* _Entries from a dataset_
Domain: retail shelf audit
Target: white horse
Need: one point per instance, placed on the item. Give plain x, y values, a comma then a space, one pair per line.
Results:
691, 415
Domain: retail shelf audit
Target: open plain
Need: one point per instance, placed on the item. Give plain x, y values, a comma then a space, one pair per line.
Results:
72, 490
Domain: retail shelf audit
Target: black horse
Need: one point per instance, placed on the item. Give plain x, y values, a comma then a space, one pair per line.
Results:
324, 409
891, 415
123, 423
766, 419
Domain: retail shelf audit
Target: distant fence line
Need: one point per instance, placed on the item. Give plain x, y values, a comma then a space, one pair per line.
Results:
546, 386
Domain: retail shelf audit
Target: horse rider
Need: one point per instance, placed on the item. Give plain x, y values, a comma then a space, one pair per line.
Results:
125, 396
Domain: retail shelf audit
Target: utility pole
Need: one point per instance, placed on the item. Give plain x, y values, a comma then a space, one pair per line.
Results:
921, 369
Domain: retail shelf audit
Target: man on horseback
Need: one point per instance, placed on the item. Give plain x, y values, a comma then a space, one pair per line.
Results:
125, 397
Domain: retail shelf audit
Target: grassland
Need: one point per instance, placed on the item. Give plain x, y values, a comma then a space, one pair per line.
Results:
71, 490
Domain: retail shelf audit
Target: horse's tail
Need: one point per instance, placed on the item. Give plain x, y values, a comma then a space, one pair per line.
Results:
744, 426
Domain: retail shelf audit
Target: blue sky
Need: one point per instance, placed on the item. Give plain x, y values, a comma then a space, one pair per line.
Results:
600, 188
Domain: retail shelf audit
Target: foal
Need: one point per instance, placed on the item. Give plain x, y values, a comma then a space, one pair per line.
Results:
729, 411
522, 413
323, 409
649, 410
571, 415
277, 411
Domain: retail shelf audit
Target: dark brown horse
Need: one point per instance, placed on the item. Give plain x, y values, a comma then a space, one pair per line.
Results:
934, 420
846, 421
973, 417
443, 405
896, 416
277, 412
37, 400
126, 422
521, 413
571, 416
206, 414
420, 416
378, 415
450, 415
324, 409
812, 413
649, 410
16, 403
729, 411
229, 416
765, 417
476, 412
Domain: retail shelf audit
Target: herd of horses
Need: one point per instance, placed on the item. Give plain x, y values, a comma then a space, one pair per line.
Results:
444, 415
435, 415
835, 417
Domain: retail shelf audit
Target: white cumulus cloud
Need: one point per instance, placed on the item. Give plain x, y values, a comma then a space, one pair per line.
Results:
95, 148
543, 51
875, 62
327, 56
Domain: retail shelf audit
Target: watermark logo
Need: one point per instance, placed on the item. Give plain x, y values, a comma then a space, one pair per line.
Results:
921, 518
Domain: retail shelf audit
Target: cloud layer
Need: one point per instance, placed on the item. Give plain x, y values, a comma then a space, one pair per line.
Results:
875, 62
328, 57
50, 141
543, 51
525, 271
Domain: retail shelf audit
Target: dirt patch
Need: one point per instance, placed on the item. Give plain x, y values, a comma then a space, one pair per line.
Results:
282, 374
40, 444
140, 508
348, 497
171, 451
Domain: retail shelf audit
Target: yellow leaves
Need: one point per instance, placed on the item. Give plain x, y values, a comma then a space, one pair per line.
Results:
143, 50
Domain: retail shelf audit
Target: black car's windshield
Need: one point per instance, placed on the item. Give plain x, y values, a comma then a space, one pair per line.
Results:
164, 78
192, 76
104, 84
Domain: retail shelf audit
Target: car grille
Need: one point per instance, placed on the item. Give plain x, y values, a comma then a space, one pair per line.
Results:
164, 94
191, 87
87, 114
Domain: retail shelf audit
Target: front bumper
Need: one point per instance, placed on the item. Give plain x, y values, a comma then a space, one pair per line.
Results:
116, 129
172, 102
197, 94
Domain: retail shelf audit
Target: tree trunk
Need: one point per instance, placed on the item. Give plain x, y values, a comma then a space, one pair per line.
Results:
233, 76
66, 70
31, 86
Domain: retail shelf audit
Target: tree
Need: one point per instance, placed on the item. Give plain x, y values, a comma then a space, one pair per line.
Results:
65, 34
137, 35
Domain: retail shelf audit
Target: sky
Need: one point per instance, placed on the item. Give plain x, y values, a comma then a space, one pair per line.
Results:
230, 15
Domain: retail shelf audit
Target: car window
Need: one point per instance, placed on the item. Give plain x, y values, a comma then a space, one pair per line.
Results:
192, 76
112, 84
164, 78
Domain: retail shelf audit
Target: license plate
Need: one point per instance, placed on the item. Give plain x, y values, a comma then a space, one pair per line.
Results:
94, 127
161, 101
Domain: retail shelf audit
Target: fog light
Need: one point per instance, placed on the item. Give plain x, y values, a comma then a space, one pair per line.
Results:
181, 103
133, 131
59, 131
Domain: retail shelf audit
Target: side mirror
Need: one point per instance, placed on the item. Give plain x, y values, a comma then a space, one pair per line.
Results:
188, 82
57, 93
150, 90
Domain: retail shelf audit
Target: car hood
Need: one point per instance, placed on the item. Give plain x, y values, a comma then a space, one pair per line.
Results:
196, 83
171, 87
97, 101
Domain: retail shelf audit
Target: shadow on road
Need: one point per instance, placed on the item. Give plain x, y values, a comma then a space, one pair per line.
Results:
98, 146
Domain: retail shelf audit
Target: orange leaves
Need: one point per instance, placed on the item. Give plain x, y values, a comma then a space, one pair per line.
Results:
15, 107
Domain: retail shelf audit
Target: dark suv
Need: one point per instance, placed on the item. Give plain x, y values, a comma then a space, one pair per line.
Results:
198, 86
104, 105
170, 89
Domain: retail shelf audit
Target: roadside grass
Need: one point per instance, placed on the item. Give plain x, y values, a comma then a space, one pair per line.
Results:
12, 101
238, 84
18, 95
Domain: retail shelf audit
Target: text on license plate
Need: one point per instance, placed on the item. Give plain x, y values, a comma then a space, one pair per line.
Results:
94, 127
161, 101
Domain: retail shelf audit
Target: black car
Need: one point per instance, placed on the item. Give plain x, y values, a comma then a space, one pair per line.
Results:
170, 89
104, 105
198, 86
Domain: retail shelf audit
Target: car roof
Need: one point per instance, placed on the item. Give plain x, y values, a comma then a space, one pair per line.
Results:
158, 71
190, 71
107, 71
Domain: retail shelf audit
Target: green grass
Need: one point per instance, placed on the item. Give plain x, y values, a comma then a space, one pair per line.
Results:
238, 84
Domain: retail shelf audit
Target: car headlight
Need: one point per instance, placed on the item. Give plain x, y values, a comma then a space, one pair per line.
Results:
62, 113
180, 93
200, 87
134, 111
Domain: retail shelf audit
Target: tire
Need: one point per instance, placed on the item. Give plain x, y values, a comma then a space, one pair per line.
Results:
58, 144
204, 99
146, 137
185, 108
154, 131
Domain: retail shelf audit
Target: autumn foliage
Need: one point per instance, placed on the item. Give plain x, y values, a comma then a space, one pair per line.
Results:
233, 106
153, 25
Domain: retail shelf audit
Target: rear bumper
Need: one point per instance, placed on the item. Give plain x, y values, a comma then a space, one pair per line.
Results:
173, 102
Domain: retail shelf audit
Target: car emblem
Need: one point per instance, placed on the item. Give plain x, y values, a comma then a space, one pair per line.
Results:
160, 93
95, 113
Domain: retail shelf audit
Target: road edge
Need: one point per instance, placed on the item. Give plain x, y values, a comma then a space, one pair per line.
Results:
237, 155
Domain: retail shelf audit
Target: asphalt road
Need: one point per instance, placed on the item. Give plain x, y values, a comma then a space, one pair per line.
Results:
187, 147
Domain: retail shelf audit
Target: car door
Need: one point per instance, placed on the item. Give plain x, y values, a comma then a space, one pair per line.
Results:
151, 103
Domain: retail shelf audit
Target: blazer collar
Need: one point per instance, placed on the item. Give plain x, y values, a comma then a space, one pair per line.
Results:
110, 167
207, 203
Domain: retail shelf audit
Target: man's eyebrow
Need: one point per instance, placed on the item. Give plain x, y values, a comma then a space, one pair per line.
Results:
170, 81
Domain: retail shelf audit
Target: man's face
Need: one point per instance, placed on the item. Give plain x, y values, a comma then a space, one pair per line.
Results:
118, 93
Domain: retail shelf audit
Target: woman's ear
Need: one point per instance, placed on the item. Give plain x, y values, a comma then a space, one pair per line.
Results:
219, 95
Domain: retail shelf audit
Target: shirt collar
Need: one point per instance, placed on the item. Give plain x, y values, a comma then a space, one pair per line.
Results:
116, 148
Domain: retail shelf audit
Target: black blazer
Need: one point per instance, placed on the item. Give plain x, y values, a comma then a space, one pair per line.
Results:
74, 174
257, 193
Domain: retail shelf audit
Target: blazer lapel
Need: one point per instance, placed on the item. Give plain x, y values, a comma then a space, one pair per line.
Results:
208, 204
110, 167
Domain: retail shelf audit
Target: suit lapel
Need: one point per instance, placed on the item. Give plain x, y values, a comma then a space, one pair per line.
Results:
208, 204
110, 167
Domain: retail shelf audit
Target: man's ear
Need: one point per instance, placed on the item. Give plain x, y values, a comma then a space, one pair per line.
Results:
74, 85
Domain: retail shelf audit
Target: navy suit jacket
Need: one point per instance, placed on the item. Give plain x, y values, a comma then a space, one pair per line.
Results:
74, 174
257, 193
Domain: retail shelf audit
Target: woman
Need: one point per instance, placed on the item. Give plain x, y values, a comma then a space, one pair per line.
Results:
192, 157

* _Description of the task_
Show every line of the data above that contains the word "plate", treating uppercase and lowercase as different.

* _Exercise response_
Target: license plate
Target: text on license plate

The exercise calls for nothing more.